São Petersburgo e Moscovo, metades diferentes da mesma laranja
Foi apenas há três anos que estive de férias na Rússia, mas parece que foi há muito mais – sucedeu tanta coisa entretanto que ao invés de encolher, como é costume, o tempo esticou para o dobro. Não houve nenhum apocalipse, mas dou por mim com a sensação de viver num (mau) filme de ficção científica, entre avanços tecnológicos brutais e alterações climáticas com consequências impiedosas, entre regressões sociais e agressões políticas, e com a sensação cada vez maior de que em vez de evoluir, o ser humano está em franco retrocesso.
São Petersburgo era um daqueles destinos que estava há muito tempo na minha lista de desejos, e quando uma amiga me desafiou a ir com ela numa viagem de uma semana às duas maiores cidades russas, nem hesitei. Não sou grande adepta de viagens organizadas por agência (esta era), sobretudo porque o habitual é cingirem-se a levar-nos aos sítios aonde toda a gente vai e ocuparem-nos os dias inteiros com visitas pré-programadas. Mas neste caso o roteiro até nos deixava alguns períodos livres e o programa era interessante q.b.

Dados fornecidos ->
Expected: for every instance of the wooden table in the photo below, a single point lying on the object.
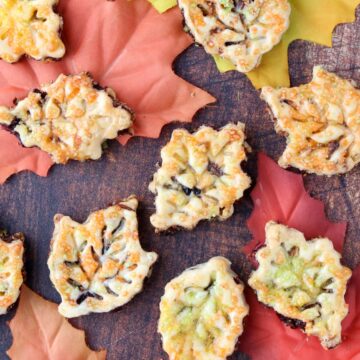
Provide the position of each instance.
(28, 202)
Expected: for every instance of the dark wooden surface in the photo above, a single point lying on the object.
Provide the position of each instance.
(28, 202)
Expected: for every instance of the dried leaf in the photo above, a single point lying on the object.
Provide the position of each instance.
(41, 333)
(280, 195)
(127, 46)
(310, 20)
(15, 158)
(162, 5)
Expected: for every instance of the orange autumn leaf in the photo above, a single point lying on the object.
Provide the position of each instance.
(280, 195)
(125, 45)
(41, 333)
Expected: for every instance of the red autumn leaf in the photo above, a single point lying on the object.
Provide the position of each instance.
(280, 195)
(127, 46)
(41, 333)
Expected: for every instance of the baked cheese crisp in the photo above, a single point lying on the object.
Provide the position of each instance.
(303, 281)
(32, 28)
(200, 177)
(202, 312)
(321, 121)
(238, 30)
(99, 265)
(69, 119)
(11, 269)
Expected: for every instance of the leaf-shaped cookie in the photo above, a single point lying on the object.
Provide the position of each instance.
(280, 195)
(132, 54)
(40, 332)
(309, 20)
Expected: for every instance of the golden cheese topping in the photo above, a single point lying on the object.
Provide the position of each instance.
(238, 30)
(30, 27)
(321, 121)
(303, 281)
(202, 312)
(99, 265)
(200, 177)
(11, 267)
(70, 119)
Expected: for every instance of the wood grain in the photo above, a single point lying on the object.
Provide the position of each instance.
(28, 202)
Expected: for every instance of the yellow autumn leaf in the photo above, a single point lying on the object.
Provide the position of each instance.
(311, 20)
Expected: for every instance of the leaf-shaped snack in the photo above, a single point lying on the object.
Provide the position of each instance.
(309, 20)
(15, 158)
(280, 195)
(40, 332)
(266, 337)
(125, 45)
(69, 119)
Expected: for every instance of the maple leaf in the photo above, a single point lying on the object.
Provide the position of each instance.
(309, 20)
(41, 333)
(125, 45)
(280, 195)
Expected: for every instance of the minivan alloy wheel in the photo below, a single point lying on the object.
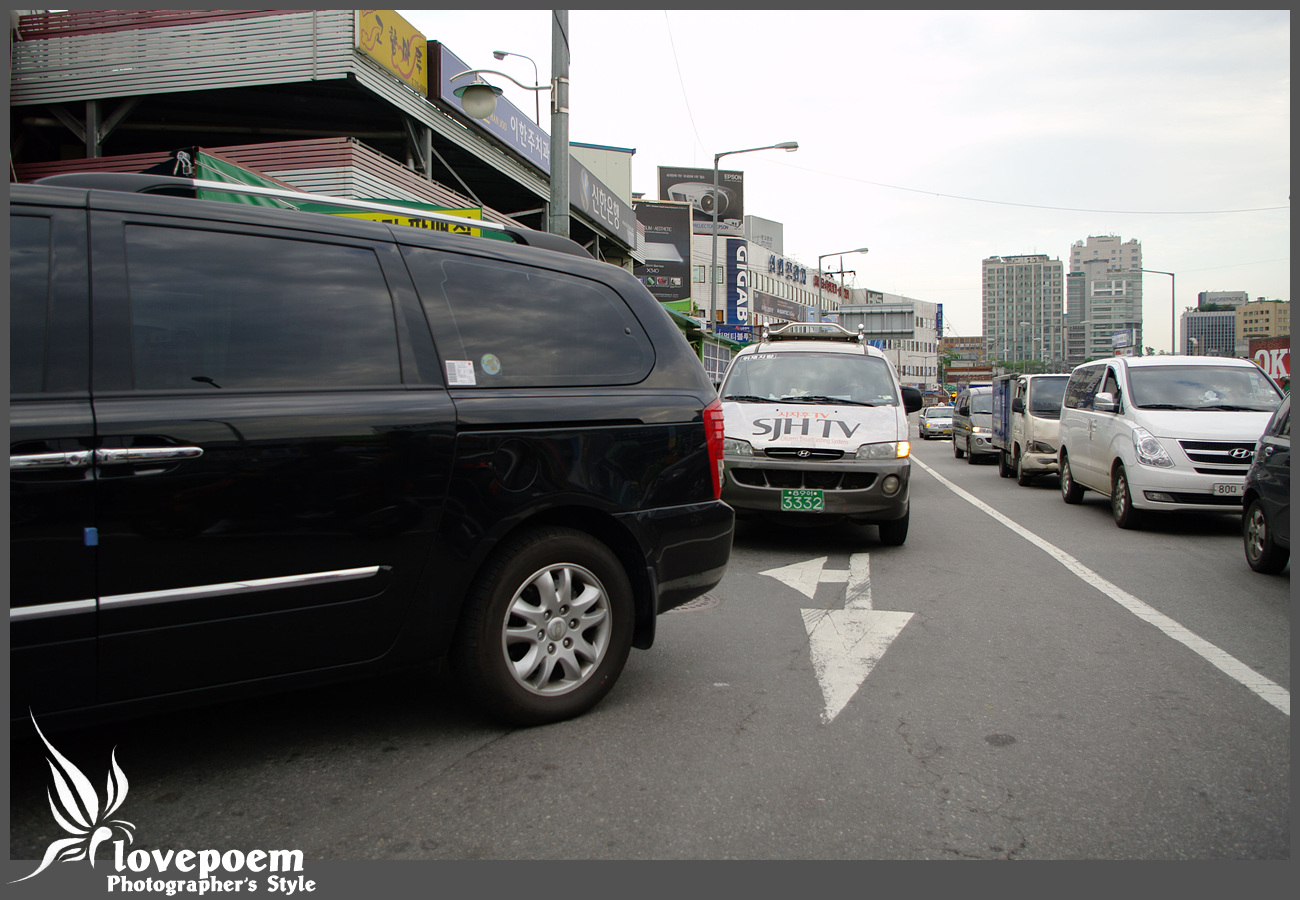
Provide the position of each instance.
(1261, 552)
(549, 627)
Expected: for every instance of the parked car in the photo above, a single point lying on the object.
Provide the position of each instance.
(256, 449)
(817, 431)
(973, 423)
(1162, 433)
(1266, 522)
(935, 422)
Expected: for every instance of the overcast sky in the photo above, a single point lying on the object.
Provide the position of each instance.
(940, 138)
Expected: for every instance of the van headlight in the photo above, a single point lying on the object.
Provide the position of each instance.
(733, 446)
(887, 450)
(1149, 450)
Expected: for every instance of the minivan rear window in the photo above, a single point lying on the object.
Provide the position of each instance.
(1201, 388)
(503, 324)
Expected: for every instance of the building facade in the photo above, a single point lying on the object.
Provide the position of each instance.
(904, 328)
(1208, 333)
(1023, 299)
(1104, 298)
(965, 360)
(1261, 319)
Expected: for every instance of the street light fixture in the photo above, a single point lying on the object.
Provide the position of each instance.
(479, 100)
(788, 146)
(1173, 310)
(820, 301)
(537, 79)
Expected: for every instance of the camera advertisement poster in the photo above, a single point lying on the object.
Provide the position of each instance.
(666, 245)
(696, 186)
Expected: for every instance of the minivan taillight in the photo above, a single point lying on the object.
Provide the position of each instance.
(714, 432)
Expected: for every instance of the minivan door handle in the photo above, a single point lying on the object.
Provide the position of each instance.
(128, 455)
(31, 462)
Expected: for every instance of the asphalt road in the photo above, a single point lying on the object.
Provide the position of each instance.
(1053, 688)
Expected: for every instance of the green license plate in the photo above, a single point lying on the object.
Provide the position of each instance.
(802, 501)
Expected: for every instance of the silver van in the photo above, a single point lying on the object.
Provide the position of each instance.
(973, 423)
(1173, 433)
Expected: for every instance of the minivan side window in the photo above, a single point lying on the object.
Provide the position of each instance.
(241, 311)
(1112, 385)
(507, 325)
(1083, 386)
(29, 302)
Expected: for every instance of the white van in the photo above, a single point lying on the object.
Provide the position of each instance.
(817, 429)
(1162, 432)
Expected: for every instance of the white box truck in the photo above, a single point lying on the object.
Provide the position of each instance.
(1026, 424)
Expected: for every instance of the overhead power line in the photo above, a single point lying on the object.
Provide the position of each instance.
(1031, 206)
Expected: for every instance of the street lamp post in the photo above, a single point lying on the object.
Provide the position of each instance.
(537, 79)
(1173, 310)
(820, 278)
(479, 100)
(788, 146)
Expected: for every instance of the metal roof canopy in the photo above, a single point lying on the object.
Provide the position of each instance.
(312, 89)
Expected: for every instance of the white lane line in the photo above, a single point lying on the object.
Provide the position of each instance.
(1269, 691)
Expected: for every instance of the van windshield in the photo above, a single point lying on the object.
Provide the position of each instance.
(1203, 388)
(1045, 397)
(810, 377)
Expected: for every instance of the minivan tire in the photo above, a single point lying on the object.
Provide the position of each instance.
(511, 653)
(1070, 489)
(1261, 552)
(1122, 502)
(1022, 477)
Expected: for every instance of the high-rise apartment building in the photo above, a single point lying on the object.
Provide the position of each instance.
(1025, 310)
(1261, 319)
(1104, 298)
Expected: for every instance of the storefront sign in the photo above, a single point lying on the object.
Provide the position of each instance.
(507, 124)
(696, 186)
(737, 282)
(663, 238)
(394, 43)
(598, 202)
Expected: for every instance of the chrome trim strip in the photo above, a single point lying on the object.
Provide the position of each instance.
(51, 610)
(206, 591)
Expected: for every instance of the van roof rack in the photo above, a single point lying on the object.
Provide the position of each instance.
(189, 187)
(820, 330)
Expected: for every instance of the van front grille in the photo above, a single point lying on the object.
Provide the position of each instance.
(1226, 458)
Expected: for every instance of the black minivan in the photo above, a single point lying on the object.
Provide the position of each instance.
(258, 448)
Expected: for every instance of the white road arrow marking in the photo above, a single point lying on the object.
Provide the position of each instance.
(844, 644)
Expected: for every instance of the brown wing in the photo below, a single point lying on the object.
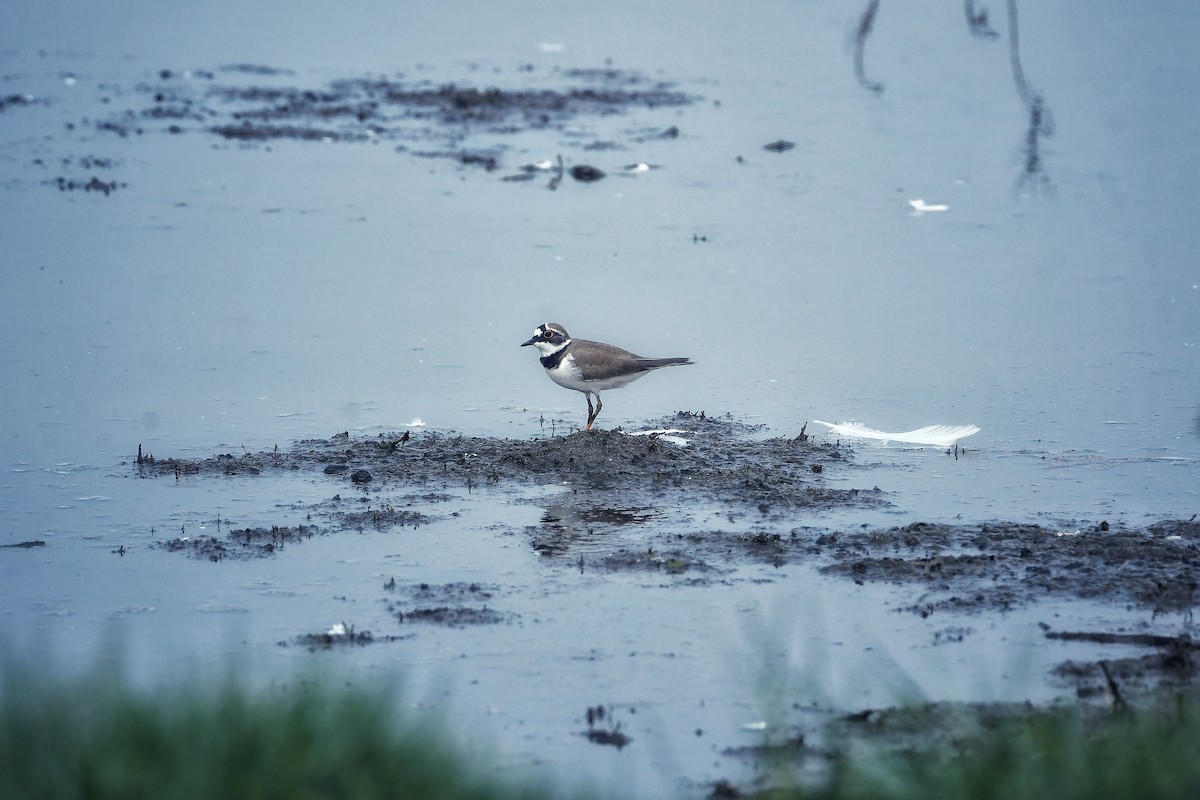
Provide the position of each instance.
(612, 361)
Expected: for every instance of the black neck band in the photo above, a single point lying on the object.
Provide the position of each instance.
(556, 358)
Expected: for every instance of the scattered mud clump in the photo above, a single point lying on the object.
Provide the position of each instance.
(444, 605)
(247, 542)
(257, 104)
(997, 565)
(455, 615)
(723, 462)
(340, 635)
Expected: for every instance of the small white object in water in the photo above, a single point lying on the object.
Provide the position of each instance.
(931, 434)
(919, 206)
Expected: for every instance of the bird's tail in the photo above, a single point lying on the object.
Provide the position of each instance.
(654, 364)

Tarefa A -> Traduza para inglês esta frase do excerto selecionado: "São Petersburgo era um daqueles destinos que estava há muito tempo na minha lista de desejos, e quando uma amiga me desafiou a ir com ela numa viagem de uma semana às duas maiores cidades russas, nem hesitei."
Tarefa B -> Reescreva o trecho do excerto selecionado que abre com as palavras que contêm "São Petersburgo era" e fecha com "era interessante q.b.", pondo "colega" no lugar de "amiga".

Resposta certa A -> St. Petersburg was one of those destinations that had been on my wish list for a long time, and when a friend challenged me to go with her on a one-week trip to the two largest Russian cities, I didn't even hesitate.

Resposta certa B ->
São Petersburgo era um daqueles destinos que estava há muito tempo na minha lista de desejos, e quando uma colega me desafiou a ir com ela numa viagem de uma semana às duas maiores cidades russas, nem hesitei. Não sou grande adepta de viagens organizadas por agência (esta era), sobretudo porque o habitual é cingirem-se a levar-nos aos sítios aonde toda a gente vai e ocuparem-nos os dias inteiros com visitas pré-programadas. Mas neste caso o roteiro até nos deixava alguns períodos livres e o programa era interessante q.b.